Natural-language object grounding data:
•••••
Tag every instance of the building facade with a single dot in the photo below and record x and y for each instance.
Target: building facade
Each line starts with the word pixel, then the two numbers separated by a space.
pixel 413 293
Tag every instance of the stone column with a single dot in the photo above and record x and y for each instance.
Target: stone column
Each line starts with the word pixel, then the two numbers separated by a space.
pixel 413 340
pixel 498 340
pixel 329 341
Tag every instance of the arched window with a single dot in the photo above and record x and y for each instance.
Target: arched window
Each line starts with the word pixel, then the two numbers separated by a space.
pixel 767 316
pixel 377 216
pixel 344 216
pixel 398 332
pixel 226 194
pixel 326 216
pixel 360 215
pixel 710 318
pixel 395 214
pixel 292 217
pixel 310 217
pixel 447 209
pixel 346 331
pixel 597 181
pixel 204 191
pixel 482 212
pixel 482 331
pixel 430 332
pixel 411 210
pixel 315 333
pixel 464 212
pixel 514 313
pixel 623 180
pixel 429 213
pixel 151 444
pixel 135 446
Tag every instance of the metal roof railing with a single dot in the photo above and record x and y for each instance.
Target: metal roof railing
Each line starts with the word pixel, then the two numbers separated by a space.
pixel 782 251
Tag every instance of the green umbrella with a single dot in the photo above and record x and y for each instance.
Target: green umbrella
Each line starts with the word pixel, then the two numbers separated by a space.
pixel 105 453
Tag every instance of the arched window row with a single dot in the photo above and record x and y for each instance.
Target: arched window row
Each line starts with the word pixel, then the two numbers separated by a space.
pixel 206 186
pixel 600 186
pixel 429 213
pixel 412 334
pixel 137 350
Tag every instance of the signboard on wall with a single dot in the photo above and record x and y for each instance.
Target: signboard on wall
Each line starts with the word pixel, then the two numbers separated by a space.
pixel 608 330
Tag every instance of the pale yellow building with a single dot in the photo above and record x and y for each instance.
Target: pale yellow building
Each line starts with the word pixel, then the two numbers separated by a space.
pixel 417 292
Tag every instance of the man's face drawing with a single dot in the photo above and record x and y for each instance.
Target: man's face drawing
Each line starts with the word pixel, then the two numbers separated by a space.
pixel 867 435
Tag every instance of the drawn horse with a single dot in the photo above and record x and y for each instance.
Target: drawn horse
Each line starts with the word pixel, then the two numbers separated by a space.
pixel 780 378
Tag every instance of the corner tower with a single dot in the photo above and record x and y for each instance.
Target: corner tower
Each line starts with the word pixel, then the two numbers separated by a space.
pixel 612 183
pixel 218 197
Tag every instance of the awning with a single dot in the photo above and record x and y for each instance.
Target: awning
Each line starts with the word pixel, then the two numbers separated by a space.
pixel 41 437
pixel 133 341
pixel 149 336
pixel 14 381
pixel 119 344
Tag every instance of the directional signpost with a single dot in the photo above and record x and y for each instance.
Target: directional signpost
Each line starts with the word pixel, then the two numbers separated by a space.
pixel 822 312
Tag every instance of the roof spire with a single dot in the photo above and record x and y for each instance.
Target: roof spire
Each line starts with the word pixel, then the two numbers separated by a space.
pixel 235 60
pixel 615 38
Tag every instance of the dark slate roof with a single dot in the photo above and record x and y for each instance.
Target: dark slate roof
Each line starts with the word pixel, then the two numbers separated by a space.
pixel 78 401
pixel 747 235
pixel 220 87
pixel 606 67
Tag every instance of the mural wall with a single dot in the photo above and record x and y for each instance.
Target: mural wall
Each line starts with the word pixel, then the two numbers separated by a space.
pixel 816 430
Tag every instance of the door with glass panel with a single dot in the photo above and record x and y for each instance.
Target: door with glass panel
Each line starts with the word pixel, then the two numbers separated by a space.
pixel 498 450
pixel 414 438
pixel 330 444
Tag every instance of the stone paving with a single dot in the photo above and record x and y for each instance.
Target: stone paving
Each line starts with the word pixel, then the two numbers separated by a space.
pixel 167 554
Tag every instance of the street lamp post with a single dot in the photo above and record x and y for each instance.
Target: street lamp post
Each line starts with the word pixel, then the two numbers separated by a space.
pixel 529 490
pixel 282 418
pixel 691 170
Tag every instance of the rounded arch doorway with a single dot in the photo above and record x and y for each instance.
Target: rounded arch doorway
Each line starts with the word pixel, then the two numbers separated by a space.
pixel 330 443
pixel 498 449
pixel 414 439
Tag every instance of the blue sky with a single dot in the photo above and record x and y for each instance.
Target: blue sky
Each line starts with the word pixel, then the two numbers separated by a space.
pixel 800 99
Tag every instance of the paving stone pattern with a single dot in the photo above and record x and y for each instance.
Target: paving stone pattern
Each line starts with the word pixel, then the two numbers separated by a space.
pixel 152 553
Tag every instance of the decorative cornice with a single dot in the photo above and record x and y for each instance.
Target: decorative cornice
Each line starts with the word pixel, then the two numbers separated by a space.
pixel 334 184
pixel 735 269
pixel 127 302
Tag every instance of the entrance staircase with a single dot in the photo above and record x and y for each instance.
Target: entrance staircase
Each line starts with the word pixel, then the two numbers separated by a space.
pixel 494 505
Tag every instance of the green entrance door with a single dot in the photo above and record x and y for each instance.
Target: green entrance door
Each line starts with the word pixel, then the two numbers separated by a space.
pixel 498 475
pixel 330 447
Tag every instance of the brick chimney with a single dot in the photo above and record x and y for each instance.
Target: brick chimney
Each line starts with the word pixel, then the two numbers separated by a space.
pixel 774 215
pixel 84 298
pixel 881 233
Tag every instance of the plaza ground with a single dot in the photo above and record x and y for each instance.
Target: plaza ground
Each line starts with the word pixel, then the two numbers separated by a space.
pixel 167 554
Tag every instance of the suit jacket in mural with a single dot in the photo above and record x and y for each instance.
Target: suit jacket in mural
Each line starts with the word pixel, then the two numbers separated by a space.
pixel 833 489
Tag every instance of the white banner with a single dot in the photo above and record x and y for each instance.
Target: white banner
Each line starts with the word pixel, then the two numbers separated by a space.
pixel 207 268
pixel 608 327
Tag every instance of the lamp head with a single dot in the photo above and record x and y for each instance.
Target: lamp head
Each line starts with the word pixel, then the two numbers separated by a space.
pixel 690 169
•••••
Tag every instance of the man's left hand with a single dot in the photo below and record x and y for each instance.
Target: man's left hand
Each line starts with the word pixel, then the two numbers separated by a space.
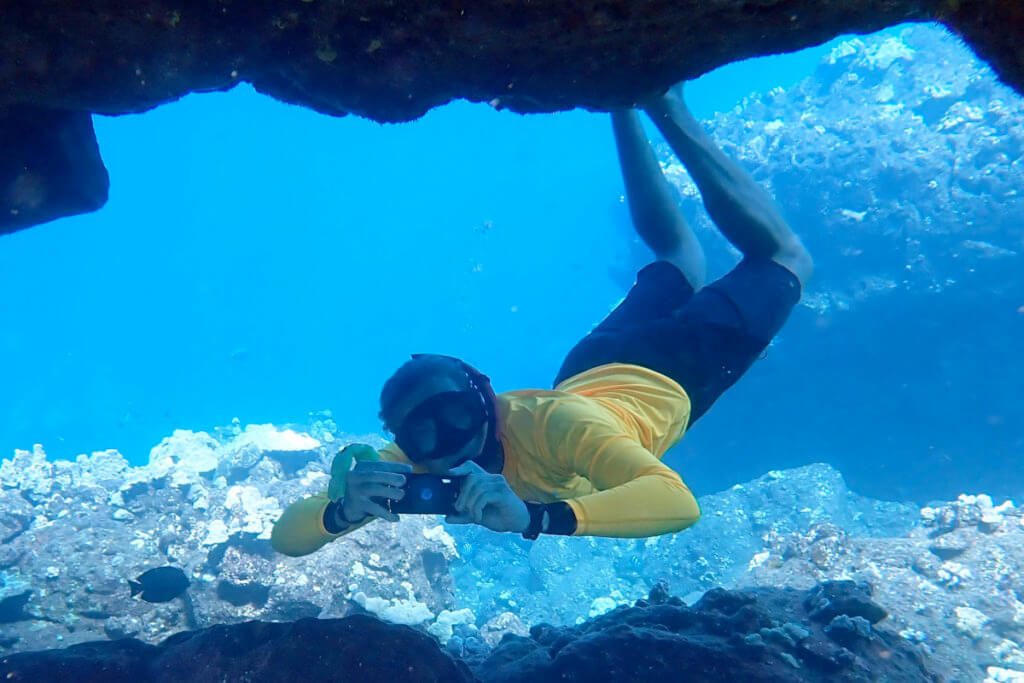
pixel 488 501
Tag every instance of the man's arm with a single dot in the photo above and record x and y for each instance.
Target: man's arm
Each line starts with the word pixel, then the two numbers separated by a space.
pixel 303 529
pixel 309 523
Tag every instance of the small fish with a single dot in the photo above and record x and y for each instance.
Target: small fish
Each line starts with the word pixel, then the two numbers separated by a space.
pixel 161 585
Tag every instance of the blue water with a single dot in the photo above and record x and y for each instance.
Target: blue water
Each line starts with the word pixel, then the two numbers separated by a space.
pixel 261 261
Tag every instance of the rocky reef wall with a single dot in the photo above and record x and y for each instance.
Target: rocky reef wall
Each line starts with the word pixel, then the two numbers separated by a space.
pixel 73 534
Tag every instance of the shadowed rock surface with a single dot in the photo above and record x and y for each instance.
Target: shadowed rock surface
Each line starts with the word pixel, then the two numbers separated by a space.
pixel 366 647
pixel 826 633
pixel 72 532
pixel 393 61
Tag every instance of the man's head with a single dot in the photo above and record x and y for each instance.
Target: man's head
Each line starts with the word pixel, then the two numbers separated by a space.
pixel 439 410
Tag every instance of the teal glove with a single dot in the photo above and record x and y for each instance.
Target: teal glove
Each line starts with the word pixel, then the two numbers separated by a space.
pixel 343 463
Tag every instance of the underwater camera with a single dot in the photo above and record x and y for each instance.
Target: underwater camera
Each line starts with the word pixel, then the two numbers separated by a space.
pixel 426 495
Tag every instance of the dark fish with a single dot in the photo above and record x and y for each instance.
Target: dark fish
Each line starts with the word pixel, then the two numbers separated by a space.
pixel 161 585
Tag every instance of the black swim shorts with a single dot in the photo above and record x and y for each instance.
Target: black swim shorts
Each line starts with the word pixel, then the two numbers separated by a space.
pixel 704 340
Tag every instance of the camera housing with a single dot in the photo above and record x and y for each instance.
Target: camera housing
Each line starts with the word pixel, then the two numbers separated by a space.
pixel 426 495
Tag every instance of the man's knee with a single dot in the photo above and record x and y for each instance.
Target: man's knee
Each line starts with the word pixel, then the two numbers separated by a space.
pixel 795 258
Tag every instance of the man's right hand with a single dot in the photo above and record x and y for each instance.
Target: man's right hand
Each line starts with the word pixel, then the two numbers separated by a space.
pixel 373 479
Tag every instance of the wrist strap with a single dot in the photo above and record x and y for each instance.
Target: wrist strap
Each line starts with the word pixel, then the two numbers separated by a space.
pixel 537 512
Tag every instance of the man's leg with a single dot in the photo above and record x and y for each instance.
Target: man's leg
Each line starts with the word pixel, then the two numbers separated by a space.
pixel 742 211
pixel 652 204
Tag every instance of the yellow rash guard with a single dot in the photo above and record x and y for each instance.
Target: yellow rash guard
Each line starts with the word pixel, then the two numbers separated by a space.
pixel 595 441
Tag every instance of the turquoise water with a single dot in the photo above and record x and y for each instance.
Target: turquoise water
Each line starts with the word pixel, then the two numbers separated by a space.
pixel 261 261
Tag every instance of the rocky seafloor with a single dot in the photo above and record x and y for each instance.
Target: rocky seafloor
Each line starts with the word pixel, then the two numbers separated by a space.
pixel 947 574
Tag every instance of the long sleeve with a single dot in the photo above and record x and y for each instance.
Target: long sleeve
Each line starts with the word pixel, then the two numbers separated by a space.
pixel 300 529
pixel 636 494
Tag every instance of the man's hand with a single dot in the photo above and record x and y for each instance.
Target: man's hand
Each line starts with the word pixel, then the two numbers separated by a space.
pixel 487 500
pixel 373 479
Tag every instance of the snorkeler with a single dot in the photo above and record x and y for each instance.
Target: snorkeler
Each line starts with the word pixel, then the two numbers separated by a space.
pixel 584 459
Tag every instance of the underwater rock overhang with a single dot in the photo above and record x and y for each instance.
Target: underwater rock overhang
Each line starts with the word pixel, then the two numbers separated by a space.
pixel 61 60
•••••
** Work task **
Scan the entries above and copy each line where "snorkeler" occurs.

** Exercise response **
Tag every instance of the snorkeler with a single dot in the photo above and record x and y for each instance.
Target: snorkeler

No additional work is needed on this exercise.